**SHORT TASK**
Nothing but the lines from the line with "Please place a dot on the blue" through the end of the data is to be copied, and each is to be copied exactly.
:: RECORDS ::
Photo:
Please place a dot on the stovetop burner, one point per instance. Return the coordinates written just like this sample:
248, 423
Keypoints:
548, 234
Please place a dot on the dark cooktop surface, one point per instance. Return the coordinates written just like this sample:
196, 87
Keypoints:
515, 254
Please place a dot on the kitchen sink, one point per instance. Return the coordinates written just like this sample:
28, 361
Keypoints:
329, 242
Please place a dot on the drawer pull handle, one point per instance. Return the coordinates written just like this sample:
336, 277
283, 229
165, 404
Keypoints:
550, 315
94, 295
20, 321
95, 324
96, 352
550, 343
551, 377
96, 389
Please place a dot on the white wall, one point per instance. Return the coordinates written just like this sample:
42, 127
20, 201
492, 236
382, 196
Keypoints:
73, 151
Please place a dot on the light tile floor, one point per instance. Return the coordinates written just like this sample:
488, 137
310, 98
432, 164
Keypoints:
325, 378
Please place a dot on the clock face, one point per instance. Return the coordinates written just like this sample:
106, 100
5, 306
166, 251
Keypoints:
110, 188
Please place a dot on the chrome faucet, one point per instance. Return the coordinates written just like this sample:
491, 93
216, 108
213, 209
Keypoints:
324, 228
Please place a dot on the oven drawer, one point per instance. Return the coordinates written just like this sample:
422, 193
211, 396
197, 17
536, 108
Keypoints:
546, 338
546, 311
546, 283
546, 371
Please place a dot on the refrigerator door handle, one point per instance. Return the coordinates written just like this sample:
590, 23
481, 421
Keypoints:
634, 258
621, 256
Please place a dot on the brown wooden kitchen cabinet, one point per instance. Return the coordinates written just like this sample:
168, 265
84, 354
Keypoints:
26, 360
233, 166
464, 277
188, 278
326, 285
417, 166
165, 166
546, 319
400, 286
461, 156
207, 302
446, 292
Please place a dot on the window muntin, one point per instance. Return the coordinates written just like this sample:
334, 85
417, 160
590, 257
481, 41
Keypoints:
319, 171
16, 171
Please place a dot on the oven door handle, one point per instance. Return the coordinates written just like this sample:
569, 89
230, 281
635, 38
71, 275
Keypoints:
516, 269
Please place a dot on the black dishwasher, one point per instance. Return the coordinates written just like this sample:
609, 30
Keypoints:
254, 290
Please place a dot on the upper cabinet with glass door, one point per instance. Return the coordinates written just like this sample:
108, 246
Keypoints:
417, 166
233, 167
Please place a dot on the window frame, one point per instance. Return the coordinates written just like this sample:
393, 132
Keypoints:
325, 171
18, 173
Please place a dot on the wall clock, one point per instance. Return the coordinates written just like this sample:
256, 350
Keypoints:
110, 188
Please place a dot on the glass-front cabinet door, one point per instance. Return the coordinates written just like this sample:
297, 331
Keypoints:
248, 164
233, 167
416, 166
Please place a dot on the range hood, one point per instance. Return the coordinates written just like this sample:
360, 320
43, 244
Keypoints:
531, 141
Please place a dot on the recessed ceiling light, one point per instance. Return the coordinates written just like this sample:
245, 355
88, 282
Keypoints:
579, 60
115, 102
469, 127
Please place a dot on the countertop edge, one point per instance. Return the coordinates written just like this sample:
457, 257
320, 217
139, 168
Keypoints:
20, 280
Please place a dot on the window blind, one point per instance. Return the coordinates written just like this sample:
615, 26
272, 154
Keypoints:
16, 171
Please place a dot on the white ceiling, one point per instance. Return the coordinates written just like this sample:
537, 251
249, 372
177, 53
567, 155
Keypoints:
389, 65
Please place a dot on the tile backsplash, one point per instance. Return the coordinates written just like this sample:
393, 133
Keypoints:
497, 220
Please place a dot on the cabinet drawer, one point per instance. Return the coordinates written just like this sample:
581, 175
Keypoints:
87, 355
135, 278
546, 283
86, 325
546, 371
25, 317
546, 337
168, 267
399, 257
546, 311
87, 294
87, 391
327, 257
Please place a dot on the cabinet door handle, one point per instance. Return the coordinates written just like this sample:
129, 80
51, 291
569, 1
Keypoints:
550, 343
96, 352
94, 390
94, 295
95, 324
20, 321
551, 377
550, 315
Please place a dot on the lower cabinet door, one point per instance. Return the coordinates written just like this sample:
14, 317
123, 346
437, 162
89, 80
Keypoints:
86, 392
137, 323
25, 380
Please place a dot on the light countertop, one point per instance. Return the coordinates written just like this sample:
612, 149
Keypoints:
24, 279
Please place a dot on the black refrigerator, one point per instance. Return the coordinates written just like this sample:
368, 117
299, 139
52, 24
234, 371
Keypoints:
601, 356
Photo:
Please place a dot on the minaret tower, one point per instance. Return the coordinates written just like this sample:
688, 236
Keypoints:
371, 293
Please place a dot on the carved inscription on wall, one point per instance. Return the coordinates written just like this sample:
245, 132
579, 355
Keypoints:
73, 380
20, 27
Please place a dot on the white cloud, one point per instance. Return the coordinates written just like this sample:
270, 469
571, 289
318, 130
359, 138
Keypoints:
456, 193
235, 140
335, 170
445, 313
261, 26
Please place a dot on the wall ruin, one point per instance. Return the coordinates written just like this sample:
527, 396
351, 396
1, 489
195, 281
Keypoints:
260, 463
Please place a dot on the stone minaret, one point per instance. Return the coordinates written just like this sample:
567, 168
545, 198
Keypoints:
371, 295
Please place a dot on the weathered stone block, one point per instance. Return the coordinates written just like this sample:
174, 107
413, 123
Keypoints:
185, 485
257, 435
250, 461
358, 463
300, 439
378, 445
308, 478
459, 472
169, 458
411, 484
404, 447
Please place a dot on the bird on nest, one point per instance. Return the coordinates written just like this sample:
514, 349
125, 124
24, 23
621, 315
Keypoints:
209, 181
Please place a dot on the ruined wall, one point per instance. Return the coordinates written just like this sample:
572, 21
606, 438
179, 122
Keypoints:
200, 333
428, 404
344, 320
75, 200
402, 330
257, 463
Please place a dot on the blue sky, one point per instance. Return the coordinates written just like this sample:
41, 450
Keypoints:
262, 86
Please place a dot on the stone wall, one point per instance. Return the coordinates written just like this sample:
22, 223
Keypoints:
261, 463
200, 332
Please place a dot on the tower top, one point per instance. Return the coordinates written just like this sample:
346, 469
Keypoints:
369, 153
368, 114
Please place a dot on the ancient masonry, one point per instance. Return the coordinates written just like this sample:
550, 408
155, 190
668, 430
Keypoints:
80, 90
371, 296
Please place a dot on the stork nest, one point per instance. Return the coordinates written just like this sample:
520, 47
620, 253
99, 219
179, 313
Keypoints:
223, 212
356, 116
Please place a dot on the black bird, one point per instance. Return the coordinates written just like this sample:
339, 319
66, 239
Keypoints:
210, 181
:::
**EXERCISE RESULT**
Please place a dot on the blue sky, one point per instance. Return the coordinates written just like this sample:
41, 450
Keypoints:
262, 86
Please place a dot on the stone wall, one point per instance. Return the coordinates written just like this sample:
22, 223
Keypoints:
261, 463
200, 332
Please place a dot on the tower top, one point per instance. Return the coordinates written just like this sample:
346, 469
Keypoints:
369, 153
368, 114
Please place a dot on the ancient masonry, one point per instance. Return the coordinates written just like this sample:
550, 408
155, 190
668, 430
Keypoints:
80, 90
371, 296
Please place a dot on the stork nest, one point per instance. Return the coordinates written just like this sample:
520, 47
620, 253
99, 219
179, 313
Keypoints:
223, 212
356, 116
Please place a dot on the black bird, one point per instance. Return the coordinates written just like this sample:
339, 319
66, 239
Keypoints:
210, 181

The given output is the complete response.